━━ Extrait ━━
La guerre des modes aura-t-elle lieu ?

"L'erreur serait de se reposer sur ses lauriers", alerte toutefois Mathieu Orphelin, qui tempère en outre les ardeurs : "On ne peut pas se satisfaire que la part du vélo dans les déplacements quotidiens passe de 3 à 3,5% alors que l'objectif fixé par le plan Vélo, c'est 9% en 2024. Il faut mettre la gomme !"

Avant tout, il s'agit de consolider l'acquis. Une étude réalisée en ligne par l'association auprès de 148 collectivités est source d'espoir : 81 des 93 collectivités ayant mis en place au moins un aménagement de transition prévoient de le pérenniser, voire de l'étendre, comme à Versailles, Rennes ou Aix-les-Bains, où "le jaune a laissé la place au blanc". Cela ne va toutefois pas sans heurts : "C'est la rançon du succès", concède Françoise Rossignol, maire de Dainville et première vice-présidente de la communauté urbaine d'Arras, pour qui cet essor du cycle doit conduire à "une nouvelle vision du partage de l'espace", sans obérer celui des piétons ou des transports en commun. La guerre des modes aura-t-elle lieu ?

Nécessité d' "écraser les pédales"
━━━
━━ Données fournies ━━
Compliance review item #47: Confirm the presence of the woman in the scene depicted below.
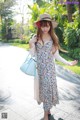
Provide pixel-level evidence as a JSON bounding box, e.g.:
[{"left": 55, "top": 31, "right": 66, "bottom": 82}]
[{"left": 29, "top": 13, "right": 77, "bottom": 120}]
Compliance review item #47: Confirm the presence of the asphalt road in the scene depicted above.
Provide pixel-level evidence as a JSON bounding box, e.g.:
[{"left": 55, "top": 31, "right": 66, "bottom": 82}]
[
  {"left": 0, "top": 43, "right": 80, "bottom": 120},
  {"left": 0, "top": 44, "right": 80, "bottom": 100}
]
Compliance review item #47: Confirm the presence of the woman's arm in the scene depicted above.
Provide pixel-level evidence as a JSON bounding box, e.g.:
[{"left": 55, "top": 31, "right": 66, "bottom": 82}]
[
  {"left": 53, "top": 50, "right": 78, "bottom": 66},
  {"left": 29, "top": 35, "right": 37, "bottom": 56}
]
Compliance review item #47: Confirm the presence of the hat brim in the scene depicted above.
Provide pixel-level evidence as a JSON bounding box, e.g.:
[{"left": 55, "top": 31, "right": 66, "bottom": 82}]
[{"left": 34, "top": 19, "right": 58, "bottom": 28}]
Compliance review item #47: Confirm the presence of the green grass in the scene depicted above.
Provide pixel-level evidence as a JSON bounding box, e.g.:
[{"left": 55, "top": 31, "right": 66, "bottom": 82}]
[
  {"left": 10, "top": 43, "right": 80, "bottom": 75},
  {"left": 56, "top": 54, "right": 80, "bottom": 75}
]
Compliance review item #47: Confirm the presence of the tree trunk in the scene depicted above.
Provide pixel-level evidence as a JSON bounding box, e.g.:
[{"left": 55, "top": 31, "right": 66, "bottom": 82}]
[
  {"left": 66, "top": 0, "right": 72, "bottom": 22},
  {"left": 78, "top": 0, "right": 80, "bottom": 15}
]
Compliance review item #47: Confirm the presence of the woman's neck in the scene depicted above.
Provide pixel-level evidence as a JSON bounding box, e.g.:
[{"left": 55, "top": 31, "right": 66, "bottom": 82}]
[{"left": 42, "top": 33, "right": 50, "bottom": 39}]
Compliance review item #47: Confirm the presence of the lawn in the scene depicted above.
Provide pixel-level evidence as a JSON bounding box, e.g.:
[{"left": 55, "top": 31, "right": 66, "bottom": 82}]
[{"left": 10, "top": 43, "right": 80, "bottom": 75}]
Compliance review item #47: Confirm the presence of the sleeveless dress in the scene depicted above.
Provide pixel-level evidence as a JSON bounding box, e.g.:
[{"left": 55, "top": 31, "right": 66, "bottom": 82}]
[{"left": 35, "top": 40, "right": 59, "bottom": 111}]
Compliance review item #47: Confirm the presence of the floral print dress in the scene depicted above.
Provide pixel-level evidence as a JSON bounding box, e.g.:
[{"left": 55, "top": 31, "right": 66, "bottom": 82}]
[{"left": 35, "top": 40, "right": 59, "bottom": 111}]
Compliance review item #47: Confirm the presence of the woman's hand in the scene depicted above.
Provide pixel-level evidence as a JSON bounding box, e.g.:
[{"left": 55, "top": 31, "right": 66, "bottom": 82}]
[{"left": 69, "top": 60, "right": 78, "bottom": 66}]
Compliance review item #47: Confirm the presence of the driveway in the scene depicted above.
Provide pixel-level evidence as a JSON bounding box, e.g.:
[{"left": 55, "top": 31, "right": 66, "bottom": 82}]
[{"left": 0, "top": 44, "right": 80, "bottom": 120}]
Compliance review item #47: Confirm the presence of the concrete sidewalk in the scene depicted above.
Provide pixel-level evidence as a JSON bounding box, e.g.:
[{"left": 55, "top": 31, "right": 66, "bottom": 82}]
[{"left": 0, "top": 45, "right": 80, "bottom": 120}]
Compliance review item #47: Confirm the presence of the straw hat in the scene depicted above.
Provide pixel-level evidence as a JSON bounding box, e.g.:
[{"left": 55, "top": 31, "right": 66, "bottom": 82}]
[{"left": 34, "top": 13, "right": 58, "bottom": 28}]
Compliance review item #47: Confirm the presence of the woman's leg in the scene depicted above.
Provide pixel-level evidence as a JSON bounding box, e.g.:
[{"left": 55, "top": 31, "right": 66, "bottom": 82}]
[
  {"left": 44, "top": 110, "right": 48, "bottom": 120},
  {"left": 43, "top": 102, "right": 51, "bottom": 120}
]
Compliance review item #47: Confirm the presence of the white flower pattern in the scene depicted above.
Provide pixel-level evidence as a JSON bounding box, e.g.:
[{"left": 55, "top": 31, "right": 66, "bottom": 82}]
[{"left": 35, "top": 40, "right": 59, "bottom": 111}]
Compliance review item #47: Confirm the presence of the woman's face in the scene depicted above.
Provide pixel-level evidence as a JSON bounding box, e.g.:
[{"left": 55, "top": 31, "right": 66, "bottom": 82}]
[{"left": 41, "top": 23, "right": 50, "bottom": 34}]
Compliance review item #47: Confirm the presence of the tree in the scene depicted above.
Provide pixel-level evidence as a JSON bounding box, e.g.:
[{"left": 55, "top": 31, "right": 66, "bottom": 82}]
[{"left": 0, "top": 0, "right": 15, "bottom": 38}]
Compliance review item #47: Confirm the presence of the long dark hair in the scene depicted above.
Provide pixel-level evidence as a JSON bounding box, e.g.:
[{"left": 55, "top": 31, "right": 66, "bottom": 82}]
[{"left": 37, "top": 20, "right": 60, "bottom": 50}]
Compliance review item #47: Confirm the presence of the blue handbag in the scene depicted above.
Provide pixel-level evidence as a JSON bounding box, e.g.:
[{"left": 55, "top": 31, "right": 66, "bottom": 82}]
[{"left": 20, "top": 54, "right": 36, "bottom": 76}]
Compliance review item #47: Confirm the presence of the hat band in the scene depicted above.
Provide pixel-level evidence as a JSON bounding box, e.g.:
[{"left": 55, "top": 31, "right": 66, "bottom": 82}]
[{"left": 41, "top": 17, "right": 51, "bottom": 20}]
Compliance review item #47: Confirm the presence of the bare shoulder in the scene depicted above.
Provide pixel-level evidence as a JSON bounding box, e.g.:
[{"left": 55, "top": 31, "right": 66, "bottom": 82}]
[{"left": 29, "top": 34, "right": 37, "bottom": 43}]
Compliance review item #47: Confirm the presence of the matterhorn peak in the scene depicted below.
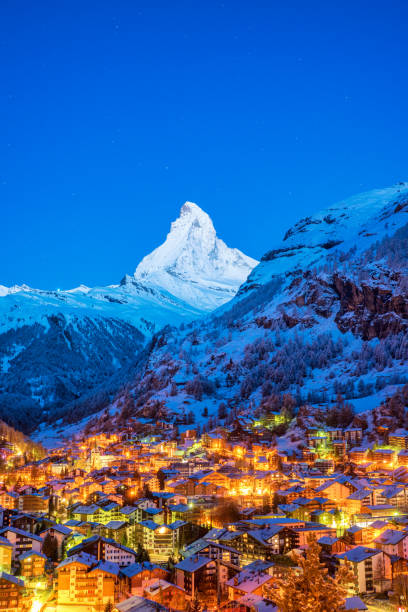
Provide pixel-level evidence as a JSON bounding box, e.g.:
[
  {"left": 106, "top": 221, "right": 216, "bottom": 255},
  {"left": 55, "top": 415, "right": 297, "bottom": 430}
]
[{"left": 134, "top": 202, "right": 258, "bottom": 310}]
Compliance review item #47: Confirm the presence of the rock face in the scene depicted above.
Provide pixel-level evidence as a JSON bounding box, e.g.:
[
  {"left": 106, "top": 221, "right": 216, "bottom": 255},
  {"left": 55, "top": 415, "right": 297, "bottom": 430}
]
[
  {"left": 81, "top": 183, "right": 408, "bottom": 440},
  {"left": 0, "top": 202, "right": 257, "bottom": 429},
  {"left": 333, "top": 275, "right": 408, "bottom": 340}
]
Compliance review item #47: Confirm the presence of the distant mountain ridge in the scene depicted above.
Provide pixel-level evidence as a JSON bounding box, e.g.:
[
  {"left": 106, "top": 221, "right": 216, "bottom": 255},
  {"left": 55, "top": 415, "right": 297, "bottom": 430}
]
[
  {"left": 0, "top": 202, "right": 257, "bottom": 429},
  {"left": 74, "top": 183, "right": 408, "bottom": 443}
]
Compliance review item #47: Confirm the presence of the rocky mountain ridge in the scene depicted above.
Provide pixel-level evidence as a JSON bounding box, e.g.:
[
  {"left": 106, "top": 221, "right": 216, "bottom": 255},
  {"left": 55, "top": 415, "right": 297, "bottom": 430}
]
[
  {"left": 78, "top": 183, "right": 408, "bottom": 444},
  {"left": 0, "top": 203, "right": 257, "bottom": 429}
]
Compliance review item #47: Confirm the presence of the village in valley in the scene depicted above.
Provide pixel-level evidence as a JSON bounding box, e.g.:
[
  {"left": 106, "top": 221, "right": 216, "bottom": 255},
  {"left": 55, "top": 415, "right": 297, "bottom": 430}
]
[{"left": 0, "top": 396, "right": 408, "bottom": 612}]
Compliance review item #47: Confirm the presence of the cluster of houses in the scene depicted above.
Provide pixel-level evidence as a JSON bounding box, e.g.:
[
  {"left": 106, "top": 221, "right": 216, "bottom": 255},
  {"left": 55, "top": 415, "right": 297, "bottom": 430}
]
[{"left": 0, "top": 420, "right": 408, "bottom": 612}]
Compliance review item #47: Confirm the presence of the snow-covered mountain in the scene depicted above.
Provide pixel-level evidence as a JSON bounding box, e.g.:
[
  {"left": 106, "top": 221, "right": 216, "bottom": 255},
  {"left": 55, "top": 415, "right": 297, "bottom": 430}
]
[
  {"left": 79, "top": 183, "right": 408, "bottom": 444},
  {"left": 134, "top": 202, "right": 258, "bottom": 311},
  {"left": 0, "top": 203, "right": 257, "bottom": 428}
]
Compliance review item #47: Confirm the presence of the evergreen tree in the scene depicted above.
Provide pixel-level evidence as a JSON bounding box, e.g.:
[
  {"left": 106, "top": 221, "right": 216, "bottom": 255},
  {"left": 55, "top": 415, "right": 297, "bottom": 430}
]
[
  {"left": 42, "top": 533, "right": 58, "bottom": 561},
  {"left": 270, "top": 538, "right": 354, "bottom": 612}
]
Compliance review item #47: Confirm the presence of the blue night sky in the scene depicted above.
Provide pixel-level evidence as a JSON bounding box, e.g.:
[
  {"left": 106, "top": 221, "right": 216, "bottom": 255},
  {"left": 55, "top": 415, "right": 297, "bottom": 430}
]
[{"left": 0, "top": 0, "right": 408, "bottom": 288}]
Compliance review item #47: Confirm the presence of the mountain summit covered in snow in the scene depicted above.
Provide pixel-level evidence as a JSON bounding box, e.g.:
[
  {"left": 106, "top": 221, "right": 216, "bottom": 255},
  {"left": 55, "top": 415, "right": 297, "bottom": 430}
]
[
  {"left": 0, "top": 202, "right": 257, "bottom": 428},
  {"left": 79, "top": 183, "right": 408, "bottom": 448},
  {"left": 134, "top": 202, "right": 258, "bottom": 311}
]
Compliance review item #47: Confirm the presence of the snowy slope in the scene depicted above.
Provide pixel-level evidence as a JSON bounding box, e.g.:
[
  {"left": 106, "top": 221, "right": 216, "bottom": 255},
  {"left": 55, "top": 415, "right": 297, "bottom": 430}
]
[
  {"left": 0, "top": 203, "right": 257, "bottom": 429},
  {"left": 84, "top": 184, "right": 408, "bottom": 440},
  {"left": 247, "top": 183, "right": 408, "bottom": 288}
]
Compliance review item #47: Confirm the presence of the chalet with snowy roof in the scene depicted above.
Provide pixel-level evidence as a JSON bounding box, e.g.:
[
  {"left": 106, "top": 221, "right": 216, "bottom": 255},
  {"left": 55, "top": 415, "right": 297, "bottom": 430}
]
[
  {"left": 226, "top": 567, "right": 274, "bottom": 601},
  {"left": 0, "top": 536, "right": 13, "bottom": 572},
  {"left": 180, "top": 538, "right": 242, "bottom": 566},
  {"left": 57, "top": 554, "right": 126, "bottom": 609},
  {"left": 0, "top": 527, "right": 44, "bottom": 561},
  {"left": 388, "top": 429, "right": 408, "bottom": 450},
  {"left": 68, "top": 535, "right": 137, "bottom": 567},
  {"left": 122, "top": 561, "right": 170, "bottom": 595},
  {"left": 18, "top": 550, "right": 47, "bottom": 578},
  {"left": 336, "top": 546, "right": 392, "bottom": 593},
  {"left": 374, "top": 529, "right": 408, "bottom": 559},
  {"left": 0, "top": 571, "right": 25, "bottom": 612},
  {"left": 174, "top": 555, "right": 217, "bottom": 601}
]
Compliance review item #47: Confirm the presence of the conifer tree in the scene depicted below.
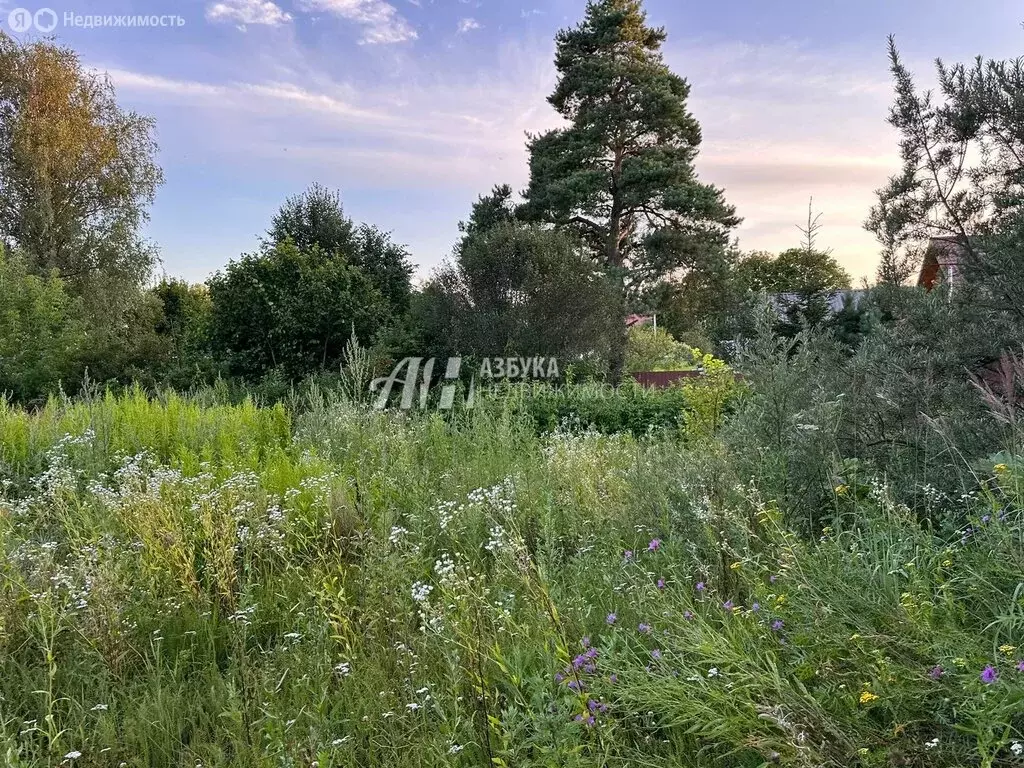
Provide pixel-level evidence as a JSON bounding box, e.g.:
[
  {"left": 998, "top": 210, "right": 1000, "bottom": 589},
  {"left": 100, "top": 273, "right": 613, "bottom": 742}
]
[{"left": 523, "top": 0, "right": 739, "bottom": 381}]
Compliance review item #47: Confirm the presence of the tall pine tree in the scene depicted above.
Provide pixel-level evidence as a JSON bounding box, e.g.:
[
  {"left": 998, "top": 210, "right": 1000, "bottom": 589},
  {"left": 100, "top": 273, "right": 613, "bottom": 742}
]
[{"left": 523, "top": 0, "right": 739, "bottom": 381}]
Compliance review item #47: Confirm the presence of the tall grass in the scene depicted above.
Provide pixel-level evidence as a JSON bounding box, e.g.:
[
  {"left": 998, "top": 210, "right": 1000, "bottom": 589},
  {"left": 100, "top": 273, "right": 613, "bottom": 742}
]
[{"left": 0, "top": 392, "right": 1024, "bottom": 768}]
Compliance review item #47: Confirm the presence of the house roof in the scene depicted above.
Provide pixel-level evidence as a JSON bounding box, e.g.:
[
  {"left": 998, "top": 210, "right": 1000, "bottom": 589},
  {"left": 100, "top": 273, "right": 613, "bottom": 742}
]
[{"left": 918, "top": 238, "right": 965, "bottom": 291}]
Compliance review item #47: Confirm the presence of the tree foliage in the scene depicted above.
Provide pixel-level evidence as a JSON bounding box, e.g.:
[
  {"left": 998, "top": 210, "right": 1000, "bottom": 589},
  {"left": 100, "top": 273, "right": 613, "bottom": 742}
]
[
  {"left": 0, "top": 32, "right": 163, "bottom": 296},
  {"left": 419, "top": 223, "right": 614, "bottom": 360},
  {"left": 209, "top": 240, "right": 391, "bottom": 379},
  {"left": 267, "top": 183, "right": 413, "bottom": 315},
  {"left": 524, "top": 0, "right": 739, "bottom": 373},
  {"left": 0, "top": 245, "right": 86, "bottom": 400}
]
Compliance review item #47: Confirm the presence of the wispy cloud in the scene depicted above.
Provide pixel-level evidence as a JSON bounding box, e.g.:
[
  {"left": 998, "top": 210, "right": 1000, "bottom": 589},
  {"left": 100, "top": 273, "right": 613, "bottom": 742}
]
[
  {"left": 299, "top": 0, "right": 418, "bottom": 44},
  {"left": 204, "top": 0, "right": 292, "bottom": 27},
  {"left": 111, "top": 36, "right": 898, "bottom": 275}
]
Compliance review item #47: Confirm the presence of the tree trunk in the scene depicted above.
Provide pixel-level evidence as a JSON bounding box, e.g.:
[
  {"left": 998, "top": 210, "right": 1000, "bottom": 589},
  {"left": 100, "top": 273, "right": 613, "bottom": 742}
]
[{"left": 604, "top": 147, "right": 629, "bottom": 386}]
━━━
* _Travail demandé_: Recopiez le passage de l'extrait sur la place du vélo, de « Avant tout, il » à « commun. La guerre des modes aura-t-elle lieu ? ». Les items n'entrent pas en compte ici.

* _Réponse proposée_:
Avant tout, il s'agit de consolider l'acquis. Une étude réalisée en ligne par l'association auprès de 148 collectivités est source d'espoir : 81 des 93 collectivités ayant mis en place au moins un aménagement de transition prévoient de le pérenniser, voire de l'étendre, comme à Versailles, Rennes ou Aix-les-Bains, où "le jaune a laissé la place au blanc". Cela ne va toutefois pas sans heurts : "C'est la rançon du succès", concède Françoise Rossignol, maire de Dainville et première vice-présidente de la communauté urbaine d'Arras, pour qui cet essor du cycle doit conduire à "une nouvelle vision du partage de l'espace", sans obérer celui des piétons ou des transports en commun. La guerre des modes aura-t-elle lieu ?